YOUR INSTRUCTIONS:
A precise repetition of every line below is the required answer.

═══ PROVIDED INFORMATION

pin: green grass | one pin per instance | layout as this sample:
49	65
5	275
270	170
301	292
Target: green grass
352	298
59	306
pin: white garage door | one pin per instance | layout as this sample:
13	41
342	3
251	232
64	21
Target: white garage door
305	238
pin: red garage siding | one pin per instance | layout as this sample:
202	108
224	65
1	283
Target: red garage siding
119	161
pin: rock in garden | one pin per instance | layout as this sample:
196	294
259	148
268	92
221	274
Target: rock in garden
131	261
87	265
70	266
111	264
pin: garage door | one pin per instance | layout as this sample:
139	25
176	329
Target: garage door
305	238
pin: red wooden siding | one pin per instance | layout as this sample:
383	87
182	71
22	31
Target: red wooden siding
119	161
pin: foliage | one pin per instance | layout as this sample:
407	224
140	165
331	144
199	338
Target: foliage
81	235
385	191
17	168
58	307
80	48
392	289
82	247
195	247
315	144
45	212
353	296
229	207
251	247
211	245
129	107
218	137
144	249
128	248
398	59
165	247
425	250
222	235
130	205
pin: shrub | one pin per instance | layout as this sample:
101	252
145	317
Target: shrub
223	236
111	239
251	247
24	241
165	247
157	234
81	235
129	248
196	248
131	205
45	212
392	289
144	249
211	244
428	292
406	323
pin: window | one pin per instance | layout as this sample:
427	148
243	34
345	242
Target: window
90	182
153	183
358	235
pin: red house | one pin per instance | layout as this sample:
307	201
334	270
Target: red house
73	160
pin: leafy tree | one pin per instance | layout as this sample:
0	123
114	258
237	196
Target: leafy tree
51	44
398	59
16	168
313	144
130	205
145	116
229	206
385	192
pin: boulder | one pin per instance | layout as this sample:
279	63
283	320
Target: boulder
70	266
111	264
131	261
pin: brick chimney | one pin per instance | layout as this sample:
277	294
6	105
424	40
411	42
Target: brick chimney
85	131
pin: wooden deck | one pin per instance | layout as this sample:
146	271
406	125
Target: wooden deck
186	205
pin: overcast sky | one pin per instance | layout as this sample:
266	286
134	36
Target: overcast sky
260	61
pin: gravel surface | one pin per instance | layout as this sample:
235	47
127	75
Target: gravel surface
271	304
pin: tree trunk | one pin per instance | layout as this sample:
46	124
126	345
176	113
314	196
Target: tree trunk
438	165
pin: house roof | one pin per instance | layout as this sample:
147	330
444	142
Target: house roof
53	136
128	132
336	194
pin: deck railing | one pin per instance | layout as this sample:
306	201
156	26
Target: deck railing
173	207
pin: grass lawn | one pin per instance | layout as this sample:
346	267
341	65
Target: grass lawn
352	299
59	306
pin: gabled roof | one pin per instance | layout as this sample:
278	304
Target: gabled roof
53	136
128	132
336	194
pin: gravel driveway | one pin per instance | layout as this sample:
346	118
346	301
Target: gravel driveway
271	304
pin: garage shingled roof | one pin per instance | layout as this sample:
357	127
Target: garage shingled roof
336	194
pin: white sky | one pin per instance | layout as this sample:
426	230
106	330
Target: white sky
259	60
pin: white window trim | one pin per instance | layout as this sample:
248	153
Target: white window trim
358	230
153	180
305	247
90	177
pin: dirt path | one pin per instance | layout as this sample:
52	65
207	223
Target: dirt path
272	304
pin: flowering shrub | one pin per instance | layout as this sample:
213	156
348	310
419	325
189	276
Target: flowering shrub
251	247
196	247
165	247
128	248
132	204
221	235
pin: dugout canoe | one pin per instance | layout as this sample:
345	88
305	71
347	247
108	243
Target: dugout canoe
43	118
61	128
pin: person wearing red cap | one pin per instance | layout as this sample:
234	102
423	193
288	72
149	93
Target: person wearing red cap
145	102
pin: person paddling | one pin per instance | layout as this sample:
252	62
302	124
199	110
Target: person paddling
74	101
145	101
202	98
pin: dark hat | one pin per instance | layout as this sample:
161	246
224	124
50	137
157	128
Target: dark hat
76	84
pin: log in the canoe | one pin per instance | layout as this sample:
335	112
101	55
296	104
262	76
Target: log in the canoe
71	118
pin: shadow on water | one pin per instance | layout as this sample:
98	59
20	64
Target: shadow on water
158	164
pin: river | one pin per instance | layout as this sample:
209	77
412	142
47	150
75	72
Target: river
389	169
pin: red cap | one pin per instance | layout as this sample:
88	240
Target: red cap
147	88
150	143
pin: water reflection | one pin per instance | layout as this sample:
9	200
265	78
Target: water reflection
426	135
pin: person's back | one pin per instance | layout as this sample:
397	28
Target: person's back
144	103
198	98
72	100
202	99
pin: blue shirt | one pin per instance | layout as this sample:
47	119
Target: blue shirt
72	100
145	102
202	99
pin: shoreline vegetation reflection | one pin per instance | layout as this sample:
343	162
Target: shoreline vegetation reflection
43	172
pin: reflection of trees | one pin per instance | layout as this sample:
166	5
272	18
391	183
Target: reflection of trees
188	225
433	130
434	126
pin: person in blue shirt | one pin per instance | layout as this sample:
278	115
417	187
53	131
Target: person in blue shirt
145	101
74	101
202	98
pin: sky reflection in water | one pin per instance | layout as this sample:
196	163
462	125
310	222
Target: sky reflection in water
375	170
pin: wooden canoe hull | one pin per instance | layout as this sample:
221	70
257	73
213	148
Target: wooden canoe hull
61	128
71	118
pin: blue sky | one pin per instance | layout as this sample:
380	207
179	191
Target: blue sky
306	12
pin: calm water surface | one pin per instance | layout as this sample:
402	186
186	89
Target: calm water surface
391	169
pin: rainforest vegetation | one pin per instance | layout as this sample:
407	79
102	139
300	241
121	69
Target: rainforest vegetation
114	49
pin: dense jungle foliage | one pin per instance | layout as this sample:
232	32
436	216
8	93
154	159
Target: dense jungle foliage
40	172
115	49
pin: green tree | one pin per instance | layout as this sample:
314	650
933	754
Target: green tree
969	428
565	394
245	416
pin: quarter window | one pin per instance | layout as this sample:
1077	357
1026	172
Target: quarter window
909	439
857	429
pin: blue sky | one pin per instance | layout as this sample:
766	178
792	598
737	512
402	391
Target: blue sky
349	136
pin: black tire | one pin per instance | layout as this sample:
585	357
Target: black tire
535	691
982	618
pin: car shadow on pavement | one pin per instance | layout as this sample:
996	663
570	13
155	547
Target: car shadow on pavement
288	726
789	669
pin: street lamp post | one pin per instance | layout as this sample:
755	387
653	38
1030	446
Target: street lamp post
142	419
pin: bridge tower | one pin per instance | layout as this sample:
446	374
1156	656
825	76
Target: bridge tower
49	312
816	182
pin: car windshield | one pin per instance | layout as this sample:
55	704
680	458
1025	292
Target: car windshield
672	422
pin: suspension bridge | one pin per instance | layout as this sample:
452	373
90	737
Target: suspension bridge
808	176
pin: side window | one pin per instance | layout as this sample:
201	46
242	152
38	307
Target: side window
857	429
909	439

══════

PROBLEM SOLUTION:
pin: green grass | one pin per instance | layout as this sample:
49	65
5	275
270	170
301	292
Target: green grass
352	298
59	306
pin: white garage door | one pin per instance | layout as this sample:
13	41
342	3
251	232
64	21
Target: white garage door
305	238
pin: red garage siding | one pin per instance | layout as this sample:
202	108
224	65
1	283
Target: red garage siding
119	161
pin: rock in garden | one pin per instance | layout as this sample:
196	294
259	148
268	92
221	274
Target: rock in garden
131	261
87	265
70	266
111	264
pin: garage door | one pin per instance | layout as this sample:
139	25
176	329
Target: garage door
305	238
pin: red wooden siding | one pin per instance | layout as this sample:
383	87
182	71
22	31
Target: red wooden siding
119	161
pin: foliage | one pin per instance | layout as this sample:
407	224
140	165
331	144
199	338
Target: foliage
81	235
385	191
17	168
58	307
80	48
392	289
82	247
195	247
315	144
45	212
353	296
229	207
251	247
211	245
129	107
218	137
144	249
128	248
398	59
165	247
425	250
222	235
130	205
pin: shrub | one pin per instance | layout as this sample:
101	252
145	317
Target: shrub
223	236
111	239
251	247
24	241
165	247
157	234
81	235
129	248
196	248
131	205
45	212
392	289
144	249
211	244
428	292
406	323
pin: window | one pin per instance | layout as this sample:
427	148
243	34
345	242
Target: window
90	182
153	183
358	235
pin: red house | one pin per instance | layout as this sample:
307	201
334	270
Target: red house
73	160
pin: leafy tree | one pin per instance | layout as this sample:
0	123
114	258
237	196
Target: leafy tree
51	44
398	59
16	168
313	144
130	205
145	116
229	206
385	192
pin: boulder | one pin per instance | layout as this sample:
279	63
283	320
Target: boulder
70	266
111	264
131	261
pin: brick chimney | one pin per instance | layout as this sample:
277	294
6	105
424	40
411	42
Target: brick chimney
85	131
pin: wooden deck | one pin per instance | layout as this sample:
146	271
406	125
Target: wooden deck
186	205
pin: overcast sky | one pin per instance | layout as this sample:
266	286
134	36
Target: overcast sky
260	61
pin: gravel surface | one pin per instance | layout as this sample:
235	47
127	75
Target: gravel surface
271	304
pin: tree trunk | one pin per instance | layout as this sample:
46	124
126	345
176	113
314	196
Target: tree trunk
438	165
pin: house roof | one pin per instance | layout as this sample:
147	330
444	142
Target: house roof
53	136
128	132
336	194
pin: deck railing | one pin per instance | layout as this sample:
306	201
156	26
Target: deck railing
173	207
pin: grass lawn | one pin per instance | layout as this sample:
346	267
341	65
Target: grass lawn
352	299
59	306
pin: gabled roof | one pin per instance | layout as this sample:
278	304
Target: gabled roof
53	136
128	132
336	194
pin: gravel driveway | one pin per instance | layout as this sample:
346	118
346	301
Target: gravel driveway
271	304
pin: garage shingled roof | one pin per instance | layout as this sample:
357	127
Target: garage shingled roof
336	194
pin: white sky | one pin per instance | layout as this sample:
426	230
106	330
Target: white sky
259	60
pin: white window trim | one pin per instance | layout as this sample:
248	153
Target: white window trim
358	230
153	180
305	247
90	177
pin: dirt path | one pin per instance | layout as this sample:
52	65
207	223
Target: dirt path
272	304
pin: flowering shrub | one pin per instance | layout as this sample:
213	156
348	310
419	325
189	276
Target: flowering shrub
251	247
196	247
165	247
128	248
132	204
221	235
pin: dugout canoe | one pin per instance | layout as this sample:
345	88
305	71
347	247
108	243
Target: dugout canoe
43	118
61	128
pin: person wearing red cap | one pin per instance | layout as this sample:
234	102
423	193
288	72
149	93
Target: person wearing red cap
145	102
pin: person paddling | one pin per instance | layout as this sample:
252	62
302	124
199	110
Target: person paddling
74	101
145	101
202	98
pin: dark hat | one pin per instance | layout as this sample:
161	246
224	124
50	137
157	128
Target: dark hat
76	84
pin: log in the canoe | one pin per instance | layout as this sample:
335	112
101	55
296	104
262	76
Target: log in the canoe
71	118
pin: shadow on water | one pin per instance | layout as this sample:
98	59
20	64
Target: shadow on water
158	164
pin: river | one pin per instance | layout as this sample:
209	77
412	142
47	150
75	72
Target: river
389	169
pin: red cap | one pin per instance | layout as this sample:
88	240
Target: red cap
147	88
150	143
pin: water reflection | one pin per instance | layout as this sample:
9	200
265	78
Target: water reflection
426	135
pin: person's back | one pin per instance | layout as this sample:
397	28
Target: person's back
144	103
198	98
72	100
202	99
pin: blue shirt | one pin per instance | layout as this sample:
47	119
Target: blue shirt
72	100
145	102
202	99
pin: shoreline vegetation reflection | one pin per instance | layout as this sample:
343	162
Target: shoreline vegetation reflection
43	172
pin: reflection of trees | one pin per instance | layout as this sample:
166	5
272	18
391	183
Target: reflection of trees
188	225
433	130
434	126
pin: person in blue shirt | one pin per instance | layout as this sample:
278	115
417	187
53	131
Target: person in blue shirt
145	101
74	101
202	98
pin: sky reflection in water | one pin per instance | layout as this sample:
196	163
462	125
310	222
Target: sky reflection in water
375	170
pin: wooden canoe hull | one pin per instance | layout as this sample:
221	70
257	73
213	148
Target: wooden canoe hull
61	128
71	118
pin: blue sky | one pin per instance | layout as this sample:
380	207
179	191
Target: blue sky
306	12
pin: calm water surface | one pin per instance | layout as this sample:
402	186
186	89
Target: calm water surface
391	169
pin: rainforest vegetation | one pin per instance | layout as this sample:
407	79
102	139
300	241
121	69
Target: rainforest vegetation
114	49
pin: dense jungle foliage | one pin per instance | layout as this sample:
232	32
436	216
8	93
154	159
Target: dense jungle foliage
40	172
115	49
pin: green tree | one pin per instance | layout as this sample:
314	650
933	754
Target: green tree
969	428
565	394
245	416
pin: quarter window | one pin per instance | layout as this sample:
1077	357
1026	172
Target: quarter window
909	439
857	429
pin: blue sky | one pin per instance | layout as this sample:
766	178
792	598
737	512
402	391
Target: blue sky
349	136
pin: black tire | one pin per instance | layout as this sample:
585	357
Target: black tire
535	691
982	618
pin: car shadow on pavement | one pin per instance | layout as this sample:
996	663
570	13
155	547
Target: car shadow on pavement
288	726
789	669
pin: street lamp post | one pin per instance | layout as this sample:
755	387
653	38
1030	446
Target: street lamp post
142	419
pin: bridge tower | one pin per instance | layout as this sample:
446	374
1156	656
825	76
Target: bridge tower
49	312
816	182
pin: car windshield | one pin per instance | layout as this sample:
55	704
680	458
1025	292
Target: car windshield
672	422
pin: suspension bridge | one pin per instance | layout as this sample:
452	373
90	737
Target: suspension bridge
808	176
pin: side window | one pin per instance | layout as this sample:
201	46
242	152
38	307
Target: side window
857	429
909	439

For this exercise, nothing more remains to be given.